● **Given passage**:

──────────

Sadly, after the cave-people we all started ignoring this and so kids run around to this day with sticks, rocks, firecrackers and worse. Our cave-grandparents would be aghast.


Of course, it is impossible to entirely remove kids from harm's way, and we Powells found many exciting and creative ways to get in harm's way on our own. The barn continued to be the Aladdin's Cave of sharp metal tools, high ladders, and shaky catwalks. The trampoline offered various thrills including mid-air collisions and fancy somersaults over the side. Putting a Zip-line from the deck to the tree across the yard ended in a few epic bruises. Tree-climbing was a class by itself.

And yet none of us sustained more serious injury than a few broken bones and one or two cuts that needed more than Antiseptic and a Band-aid. If kids are assigned Guardian angels we must have upped the employment rate by ten percent. At least.


But it's not like we didn't try to turn innocent household items into weapons. I remember standing at the top of the stairs and throwing a plastic clothes hamper down upon my younger sister Sarah, who fell underneath the onslaught screaming to Mom that I was trying to kill her. I don't remember my exact motives – I was six – but I think that might have been exaggerating things. It was probably curiosity, for all I know.

──────────

● **Dataset excerpt**:

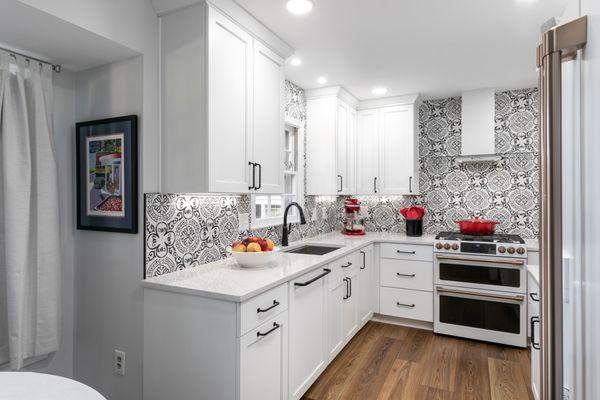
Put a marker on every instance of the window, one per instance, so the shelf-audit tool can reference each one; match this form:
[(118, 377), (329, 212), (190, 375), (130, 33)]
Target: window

──────────

● **Work required**:
Answer these questions from the passage about the Powell children's childhood hazards.
(a) What did the barn continue to be?
(b) What did putting a zip-line from the deck to the tree across the yard end in?
(c) How old was the narrator when throwing the plastic clothes hamper down the stairs at Sarah?
The material has no role in this work.

● **The solution**:
(a) The Aladdin's Cave of sharp metal tools, high ladders, and shaky catwalks.
(b) A few epic bruises.
(c) Six.